What is required → Nothing may be dropped or altered: reproduce all the data.

·····

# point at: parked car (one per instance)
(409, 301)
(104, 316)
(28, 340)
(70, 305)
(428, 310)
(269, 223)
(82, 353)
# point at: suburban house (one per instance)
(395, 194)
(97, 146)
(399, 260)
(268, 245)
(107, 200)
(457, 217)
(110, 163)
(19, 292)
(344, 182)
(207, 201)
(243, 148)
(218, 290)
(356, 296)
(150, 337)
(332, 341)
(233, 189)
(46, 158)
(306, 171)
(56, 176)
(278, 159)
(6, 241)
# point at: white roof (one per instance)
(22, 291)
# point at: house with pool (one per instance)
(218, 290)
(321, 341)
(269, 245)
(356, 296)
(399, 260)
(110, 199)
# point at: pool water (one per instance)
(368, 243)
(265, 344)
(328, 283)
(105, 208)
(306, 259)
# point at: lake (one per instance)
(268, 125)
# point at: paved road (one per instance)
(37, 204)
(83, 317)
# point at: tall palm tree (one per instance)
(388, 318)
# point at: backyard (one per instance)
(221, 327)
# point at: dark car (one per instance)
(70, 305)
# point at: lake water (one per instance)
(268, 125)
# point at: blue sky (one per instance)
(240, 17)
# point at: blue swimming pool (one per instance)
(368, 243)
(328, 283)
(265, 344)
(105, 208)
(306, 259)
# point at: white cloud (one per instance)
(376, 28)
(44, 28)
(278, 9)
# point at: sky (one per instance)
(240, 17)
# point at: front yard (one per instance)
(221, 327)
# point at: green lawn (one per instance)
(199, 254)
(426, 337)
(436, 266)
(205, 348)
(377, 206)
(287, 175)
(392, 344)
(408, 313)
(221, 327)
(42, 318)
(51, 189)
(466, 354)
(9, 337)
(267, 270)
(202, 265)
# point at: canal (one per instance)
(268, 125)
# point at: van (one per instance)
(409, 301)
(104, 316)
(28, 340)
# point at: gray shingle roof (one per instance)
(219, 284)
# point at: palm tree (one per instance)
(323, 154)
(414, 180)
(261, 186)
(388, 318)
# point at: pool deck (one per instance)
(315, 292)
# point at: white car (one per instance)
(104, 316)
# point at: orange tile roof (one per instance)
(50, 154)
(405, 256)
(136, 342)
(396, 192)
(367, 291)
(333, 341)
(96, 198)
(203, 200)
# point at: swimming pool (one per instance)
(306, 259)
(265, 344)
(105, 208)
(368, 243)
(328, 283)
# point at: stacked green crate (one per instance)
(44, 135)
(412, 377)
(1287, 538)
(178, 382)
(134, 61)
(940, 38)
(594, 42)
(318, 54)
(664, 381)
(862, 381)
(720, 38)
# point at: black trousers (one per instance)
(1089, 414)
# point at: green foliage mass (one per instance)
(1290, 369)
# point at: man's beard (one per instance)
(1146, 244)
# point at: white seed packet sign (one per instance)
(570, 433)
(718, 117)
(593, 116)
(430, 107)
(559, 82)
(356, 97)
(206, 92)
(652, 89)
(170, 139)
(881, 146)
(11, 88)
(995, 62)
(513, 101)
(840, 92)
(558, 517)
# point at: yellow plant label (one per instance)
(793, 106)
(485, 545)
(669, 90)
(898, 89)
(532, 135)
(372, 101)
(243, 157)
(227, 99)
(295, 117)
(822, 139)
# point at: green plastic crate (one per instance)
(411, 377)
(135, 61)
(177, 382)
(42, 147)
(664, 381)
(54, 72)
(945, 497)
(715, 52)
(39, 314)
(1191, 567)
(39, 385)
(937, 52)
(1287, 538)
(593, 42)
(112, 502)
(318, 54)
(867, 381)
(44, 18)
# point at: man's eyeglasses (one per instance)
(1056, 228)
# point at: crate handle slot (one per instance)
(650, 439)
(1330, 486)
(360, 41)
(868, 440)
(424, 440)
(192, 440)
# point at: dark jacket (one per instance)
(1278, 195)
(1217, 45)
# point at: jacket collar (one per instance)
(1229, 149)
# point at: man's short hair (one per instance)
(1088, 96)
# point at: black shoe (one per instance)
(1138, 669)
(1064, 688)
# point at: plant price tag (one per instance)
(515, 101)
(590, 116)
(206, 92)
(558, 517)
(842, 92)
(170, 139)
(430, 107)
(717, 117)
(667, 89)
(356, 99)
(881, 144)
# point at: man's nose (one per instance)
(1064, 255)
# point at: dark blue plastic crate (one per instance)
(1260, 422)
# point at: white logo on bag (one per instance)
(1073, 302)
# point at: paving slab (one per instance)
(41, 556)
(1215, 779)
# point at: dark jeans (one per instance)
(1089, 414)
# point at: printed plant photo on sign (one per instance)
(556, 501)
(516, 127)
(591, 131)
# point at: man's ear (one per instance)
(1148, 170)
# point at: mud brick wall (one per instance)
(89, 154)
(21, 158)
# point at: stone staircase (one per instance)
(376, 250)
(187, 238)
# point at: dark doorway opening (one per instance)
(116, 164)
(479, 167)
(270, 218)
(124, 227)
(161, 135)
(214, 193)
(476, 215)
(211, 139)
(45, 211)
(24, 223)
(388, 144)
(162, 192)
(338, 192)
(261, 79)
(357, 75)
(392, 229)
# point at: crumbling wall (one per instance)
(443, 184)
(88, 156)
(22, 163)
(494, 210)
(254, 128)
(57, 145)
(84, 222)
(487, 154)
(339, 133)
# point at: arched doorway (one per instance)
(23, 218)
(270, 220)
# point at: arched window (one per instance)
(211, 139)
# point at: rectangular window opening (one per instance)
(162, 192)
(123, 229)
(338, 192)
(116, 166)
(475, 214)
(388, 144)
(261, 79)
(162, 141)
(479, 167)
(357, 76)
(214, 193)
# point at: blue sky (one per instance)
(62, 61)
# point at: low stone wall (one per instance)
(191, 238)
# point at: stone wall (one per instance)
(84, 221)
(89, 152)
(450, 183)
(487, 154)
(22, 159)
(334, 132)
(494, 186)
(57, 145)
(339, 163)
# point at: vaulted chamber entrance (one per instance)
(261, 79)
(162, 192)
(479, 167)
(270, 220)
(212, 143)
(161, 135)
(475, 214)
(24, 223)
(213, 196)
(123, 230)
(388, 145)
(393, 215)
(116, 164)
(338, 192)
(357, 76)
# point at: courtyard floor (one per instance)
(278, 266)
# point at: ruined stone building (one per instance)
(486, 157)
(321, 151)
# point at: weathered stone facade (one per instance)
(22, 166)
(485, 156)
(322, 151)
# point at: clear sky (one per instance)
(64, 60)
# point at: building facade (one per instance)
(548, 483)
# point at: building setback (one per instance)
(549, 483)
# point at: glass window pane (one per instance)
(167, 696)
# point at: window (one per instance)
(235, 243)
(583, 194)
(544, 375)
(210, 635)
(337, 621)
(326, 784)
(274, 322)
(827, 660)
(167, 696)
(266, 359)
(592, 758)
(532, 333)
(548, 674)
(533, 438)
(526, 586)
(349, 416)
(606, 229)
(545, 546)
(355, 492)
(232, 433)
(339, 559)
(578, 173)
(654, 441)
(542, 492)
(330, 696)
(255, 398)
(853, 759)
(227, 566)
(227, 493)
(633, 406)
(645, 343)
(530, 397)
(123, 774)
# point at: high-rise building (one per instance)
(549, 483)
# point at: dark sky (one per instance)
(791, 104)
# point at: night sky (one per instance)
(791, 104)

·····

Output for this task →
# point at: parked car (one per instance)
(409, 301)
(104, 316)
(28, 340)
(70, 305)
(428, 310)
(269, 223)
(82, 353)
# point at: suburban house (one per instance)
(395, 194)
(97, 146)
(399, 260)
(268, 245)
(107, 200)
(457, 217)
(110, 163)
(19, 292)
(344, 182)
(207, 201)
(243, 148)
(218, 290)
(356, 296)
(150, 337)
(332, 341)
(233, 189)
(46, 158)
(306, 171)
(56, 176)
(278, 159)
(6, 241)
# point at: white roof (one per instance)
(22, 291)
# point at: house with pool (one per instance)
(218, 290)
(321, 341)
(269, 245)
(356, 296)
(399, 260)
(110, 199)
# point at: pool water (one per instance)
(368, 243)
(265, 344)
(328, 283)
(105, 208)
(306, 259)
# point at: lake (one per instance)
(268, 125)
# point at: paved road (one per instance)
(37, 204)
(83, 317)
# point at: tall palm tree (one per instance)
(388, 318)
# point at: backyard (one per instance)
(221, 327)
# point at: dark car (one per instance)
(70, 305)
# point at: lake water (one per instance)
(268, 125)
# point at: blue sky (one per instance)
(240, 17)
# point at: blue swimming pool (one per instance)
(368, 243)
(328, 283)
(265, 344)
(105, 208)
(306, 259)
# point at: white cloud (one per instance)
(376, 28)
(44, 28)
(278, 9)
# point at: sky (one per instance)
(240, 17)
# point at: front yard (one per instance)
(221, 327)
# point at: green lawn (one per instance)
(199, 254)
(426, 337)
(436, 266)
(205, 348)
(377, 206)
(287, 175)
(392, 344)
(408, 313)
(221, 327)
(42, 318)
(51, 189)
(466, 354)
(9, 337)
(267, 270)
(202, 265)
# point at: canal (one per instance)
(268, 125)
# point at: van (one per instance)
(409, 301)
(104, 316)
(28, 340)
# point at: gray shingle roof (one per instance)
(219, 284)
# point at: palm tree (one per instance)
(323, 154)
(414, 180)
(261, 186)
(388, 318)
# point at: pool deck (one per instance)
(315, 292)
# point at: white car (one per instance)
(104, 316)
# point at: orange tile roof (one per instance)
(50, 154)
(405, 256)
(136, 342)
(396, 192)
(367, 291)
(333, 341)
(96, 198)
(203, 200)
# point at: swimming pool (one per instance)
(306, 259)
(265, 344)
(105, 208)
(368, 243)
(328, 283)
# point at: stacked green crate (one per instance)
(44, 135)
(412, 377)
(1287, 538)
(178, 382)
(134, 61)
(940, 38)
(594, 42)
(318, 54)
(664, 381)
(862, 381)
(720, 38)
# point at: black trousers (one per instance)
(1089, 414)
# point at: green foliage mass (one per instance)
(1290, 369)
# point at: man's beard (one per instance)
(1146, 244)
# point at: white seed packet sign (one per instance)
(570, 433)
(718, 117)
(593, 116)
(430, 107)
(559, 82)
(356, 97)
(206, 92)
(652, 89)
(170, 139)
(881, 146)
(11, 88)
(995, 62)
(513, 101)
(840, 92)
(558, 517)
# point at: yellow plant label (one per instance)
(793, 106)
(485, 545)
(669, 90)
(898, 89)
(532, 135)
(372, 101)
(243, 157)
(227, 99)
(295, 117)
(822, 139)
# point at: green plastic crate (one per instance)
(411, 377)
(135, 61)
(177, 382)
(42, 147)
(664, 381)
(54, 72)
(945, 497)
(715, 52)
(39, 314)
(1191, 567)
(39, 385)
(937, 52)
(1287, 538)
(593, 42)
(112, 502)
(318, 54)
(867, 381)
(44, 18)
# point at: man's eyeglasses (one per instance)
(1056, 228)
# point at: crate handle slot (one per instance)
(650, 439)
(1330, 486)
(360, 41)
(868, 440)
(424, 440)
(192, 440)
# point at: dark jacket (one per instance)
(1278, 195)
(1217, 45)
# point at: jacket collar (one per instance)
(1229, 149)
# point at: man's short hair (one per instance)
(1088, 96)
# point at: black shoe (one per instance)
(1138, 669)
(1064, 688)
# point at: plant price tag (one per instance)
(515, 101)
(590, 116)
(206, 92)
(558, 517)
(842, 92)
(170, 139)
(430, 107)
(717, 117)
(667, 89)
(356, 99)
(881, 144)
# point at: man's nose (one per instance)
(1064, 255)
# point at: dark blue plastic crate (one per instance)
(1260, 422)
# point at: white logo on bag (one per instance)
(1073, 302)
# point at: paving slab (one per instance)
(41, 556)
(1215, 779)
# point at: dark jeans (one per instance)
(1089, 414)
# point at: printed plant photo on sign (one per instance)
(556, 501)
(516, 127)
(591, 131)
# point at: man's ear (one per instance)
(1148, 170)
# point at: mud brick wall (one per instance)
(89, 154)
(21, 158)
# point at: stone staircase (one per instance)
(376, 250)
(187, 238)
# point at: dark doorway opening (one per instance)
(116, 164)
(479, 167)
(270, 218)
(124, 227)
(161, 135)
(214, 193)
(476, 215)
(211, 139)
(45, 211)
(24, 223)
(388, 144)
(162, 192)
(338, 192)
(261, 79)
(357, 75)
(392, 229)
# point at: crumbling wall (one per instance)
(443, 184)
(88, 156)
(22, 163)
(494, 210)
(254, 128)
(57, 145)
(84, 222)
(487, 154)
(339, 133)
# point at: arched doorway (one per instance)
(23, 218)
(270, 220)
# point at: arched window (one per instance)
(211, 139)
# point at: rectangular window opening (one per instance)
(162, 192)
(123, 229)
(338, 192)
(116, 166)
(475, 214)
(388, 144)
(261, 79)
(162, 141)
(479, 167)
(357, 76)
(214, 193)
# point at: blue sky (one per instance)
(62, 61)
# point at: low stone wall (one per instance)
(191, 238)
# point at: stone wall (one per instance)
(84, 221)
(89, 152)
(450, 183)
(487, 154)
(22, 159)
(334, 132)
(494, 186)
(57, 145)
(339, 163)
# point at: vaulted chamber entrance (one per instance)
(261, 79)
(162, 192)
(479, 167)
(270, 220)
(212, 143)
(161, 135)
(475, 214)
(24, 223)
(213, 196)
(123, 230)
(388, 145)
(393, 215)
(116, 164)
(338, 192)
(357, 76)
# point at: courtyard floor (one per instance)
(278, 266)
# point at: ruined stone building (one per instance)
(486, 157)
(321, 151)
# point at: weathered stone facade (one per instance)
(22, 166)
(485, 156)
(322, 151)
# point at: clear sky (one per instance)
(64, 60)
# point at: building facade (one per instance)
(548, 483)
# point at: building setback (one per instance)
(549, 483)
# point at: glass window pane (one per instance)
(167, 696)
# point at: window (one per instance)
(235, 243)
(583, 194)
(544, 375)
(210, 635)
(337, 621)
(326, 784)
(274, 322)
(827, 660)
(167, 696)
(266, 359)
(592, 758)
(532, 333)
(548, 674)
(533, 438)
(526, 586)
(349, 416)
(606, 229)
(545, 546)
(355, 492)
(232, 433)
(339, 559)
(578, 173)
(654, 441)
(542, 492)
(330, 696)
(255, 398)
(853, 759)
(227, 566)
(227, 493)
(633, 406)
(645, 343)
(530, 397)
(123, 774)
# point at: high-rise building (one per instance)
(549, 483)
# point at: dark sky (one per instance)
(791, 104)
# point at: night sky (one per instance)
(791, 104)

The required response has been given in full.